EXCERPTED PASSAGE:
True, but building a toolchain for Linux is as easy as copying and pasting a handful of lines from a web page. On a modern machine the git checkouts will take longer than the actual build.
« Last Edit: October 10, 2020, 02:00:49 am by brucehoult »
 

Online rstofer

  • Super Contributor
  • ***
  • Posts: 9929
  • Country: us
Re: softcore for learning purposes
« Reply #15 on: October 10, 2020, 02:02:34 am »
Here is another resource which has a 3500 line verilog implementation plus build instructions for the toolchain.  For giggles, I'm trying to build it on a Raspberry Pi 4.  I think it will take a while...

https://github.com/cliffordwolf/picorv32

ETA:  Tomorrow I'll build it on my workstation.  The Pi 4 is pretty quick, for a Pi, but if the build works, I'll just do it over.


« Last Edit: October 10, 2020, 02:20:59 am by rstofer »
 

Online asmi

  • Super Contributor
  • ***
  • Posts: 2778
  • Country: ca
Re: softcore for learning purposes
« Reply #16 on: October 10, 2020, 02:15:44 am »

THE TASKS:
1 - From the forum excerpt, extract the passage that starts at "Here is another" and ends at "do it over.".
2 - Summarize the forum excerpt in two sentences.

GIVEN INFORMATION:
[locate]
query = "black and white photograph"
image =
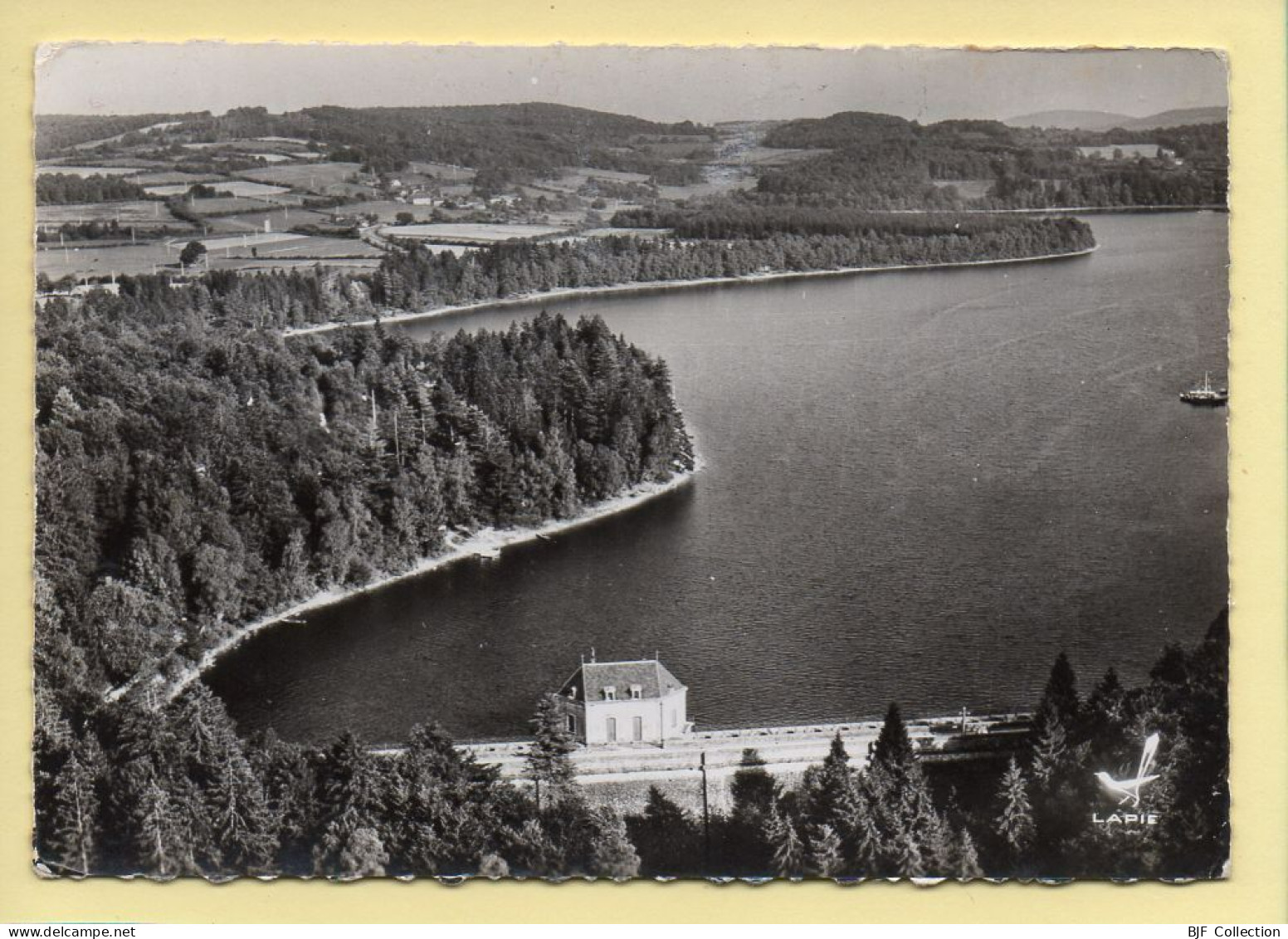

EXERCISE RESPONSES:
1 -
Here is another resource which has a 3500 line verilog implementation plus build instructions for the toolchain.  For giggles, I'm trying to build it on a Raspberry Pi 4.  I think it will take a while...

https://github.com/cliffordwolf/picorv32

ETA:  Tomorrow I'll build it on my workstation.  The Pi 4 is pretty quick, for a Pi, but if the build works, I'll just do it over.

2 - One post says that building a toolchain for Linux is as easy as copying and pasting a handful of lines from a web page, and that on a modern machine the git checkouts take longer than the build itself. In a reply, rstofer shares a resource with a 3500-line Verilog implementation and build instructions for the toolchain, mentions trying to build it on a Raspberry Pi 4, and plans to build it on a workstation the next day.